TASK BRIEF:
Extract and reproduce, without alteration, the stretch of the records from the start through the line containing "[(930, 482), (940, 219), (467, 263), (288, 271)]", with both ends included.
------ DATASET ROWS
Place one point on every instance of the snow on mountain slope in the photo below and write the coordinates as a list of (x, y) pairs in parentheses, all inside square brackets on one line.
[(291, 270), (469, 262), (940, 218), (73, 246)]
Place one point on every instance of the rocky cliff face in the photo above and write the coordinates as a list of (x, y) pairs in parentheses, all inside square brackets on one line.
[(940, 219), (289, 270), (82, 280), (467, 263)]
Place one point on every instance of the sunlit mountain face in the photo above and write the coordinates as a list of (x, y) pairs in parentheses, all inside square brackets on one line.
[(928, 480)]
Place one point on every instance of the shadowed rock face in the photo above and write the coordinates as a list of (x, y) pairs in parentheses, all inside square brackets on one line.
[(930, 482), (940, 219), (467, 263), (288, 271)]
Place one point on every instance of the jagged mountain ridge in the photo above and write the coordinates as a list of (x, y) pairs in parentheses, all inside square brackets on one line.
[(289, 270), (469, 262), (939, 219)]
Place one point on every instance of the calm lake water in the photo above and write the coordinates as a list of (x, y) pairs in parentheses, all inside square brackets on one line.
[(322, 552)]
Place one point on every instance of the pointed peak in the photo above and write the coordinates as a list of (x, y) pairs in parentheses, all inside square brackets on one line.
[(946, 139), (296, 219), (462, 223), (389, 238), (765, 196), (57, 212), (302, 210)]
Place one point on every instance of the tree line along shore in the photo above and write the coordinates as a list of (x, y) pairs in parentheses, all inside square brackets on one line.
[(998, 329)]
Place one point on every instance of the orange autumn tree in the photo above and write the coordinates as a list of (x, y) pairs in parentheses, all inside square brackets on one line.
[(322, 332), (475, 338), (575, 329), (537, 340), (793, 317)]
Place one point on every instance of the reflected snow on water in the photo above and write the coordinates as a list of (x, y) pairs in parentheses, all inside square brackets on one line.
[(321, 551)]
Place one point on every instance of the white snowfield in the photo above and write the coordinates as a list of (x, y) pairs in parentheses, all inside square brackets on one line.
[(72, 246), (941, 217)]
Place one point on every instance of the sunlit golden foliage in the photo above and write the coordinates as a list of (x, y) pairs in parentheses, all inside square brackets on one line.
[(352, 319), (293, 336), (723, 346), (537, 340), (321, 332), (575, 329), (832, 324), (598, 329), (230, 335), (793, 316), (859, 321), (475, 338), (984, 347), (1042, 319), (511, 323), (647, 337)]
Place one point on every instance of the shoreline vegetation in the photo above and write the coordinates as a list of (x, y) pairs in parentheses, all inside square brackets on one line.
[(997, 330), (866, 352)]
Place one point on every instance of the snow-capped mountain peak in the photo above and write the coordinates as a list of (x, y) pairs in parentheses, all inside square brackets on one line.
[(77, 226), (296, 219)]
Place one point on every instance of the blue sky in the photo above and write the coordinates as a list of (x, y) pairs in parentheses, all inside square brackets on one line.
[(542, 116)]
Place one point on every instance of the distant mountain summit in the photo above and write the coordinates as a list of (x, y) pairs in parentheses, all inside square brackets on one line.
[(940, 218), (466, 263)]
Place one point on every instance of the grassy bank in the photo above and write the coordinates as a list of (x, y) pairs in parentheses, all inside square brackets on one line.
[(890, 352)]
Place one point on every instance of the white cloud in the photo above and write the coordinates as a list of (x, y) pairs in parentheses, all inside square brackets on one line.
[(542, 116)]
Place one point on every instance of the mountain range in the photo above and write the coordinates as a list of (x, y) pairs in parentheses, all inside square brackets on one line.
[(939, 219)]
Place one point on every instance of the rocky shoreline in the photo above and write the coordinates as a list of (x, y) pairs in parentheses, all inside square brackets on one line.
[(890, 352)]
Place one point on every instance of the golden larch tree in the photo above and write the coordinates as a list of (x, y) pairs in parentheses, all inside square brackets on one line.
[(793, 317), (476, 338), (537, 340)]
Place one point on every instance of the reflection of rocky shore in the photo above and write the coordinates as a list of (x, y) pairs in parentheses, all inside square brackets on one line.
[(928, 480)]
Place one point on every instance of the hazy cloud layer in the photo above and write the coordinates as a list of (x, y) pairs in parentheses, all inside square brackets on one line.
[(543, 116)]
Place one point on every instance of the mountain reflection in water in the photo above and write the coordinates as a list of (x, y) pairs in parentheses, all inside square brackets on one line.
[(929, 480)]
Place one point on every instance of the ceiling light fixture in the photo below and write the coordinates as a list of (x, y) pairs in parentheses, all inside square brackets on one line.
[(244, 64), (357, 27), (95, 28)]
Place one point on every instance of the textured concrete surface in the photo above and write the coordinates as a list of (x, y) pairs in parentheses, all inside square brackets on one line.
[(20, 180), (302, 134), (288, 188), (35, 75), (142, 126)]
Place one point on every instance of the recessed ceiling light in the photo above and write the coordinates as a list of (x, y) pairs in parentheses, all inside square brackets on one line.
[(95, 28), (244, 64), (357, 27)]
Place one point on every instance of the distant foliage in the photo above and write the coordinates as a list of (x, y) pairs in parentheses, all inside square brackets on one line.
------------
FULL SOLUTION:
Place one point on every instance of the snow on mountain slope in the photo below and write the coordinates as a list of (x, y) pairs in parentheses, all inside square brackets on one line.
[(291, 270), (469, 262), (940, 218), (73, 246)]
Place one point on every instance of the rocky cliff face in the photo above and write the coordinates as a list of (x, y) pairs in parentheses, all inside square brackets on one line.
[(940, 219), (289, 270), (82, 280), (467, 263)]
Place one point on every instance of the sunlit mountain face in the photo above and write the coordinates as a list of (x, y) pairs in parentheses, all inside square brackets on one line.
[(928, 480)]
Place one point on every instance of the shadowed rock face in the photo above and write the coordinates as a list of (x, y) pairs in parentheses, all inside square brackets on one line.
[(930, 482), (940, 219), (467, 263), (288, 271)]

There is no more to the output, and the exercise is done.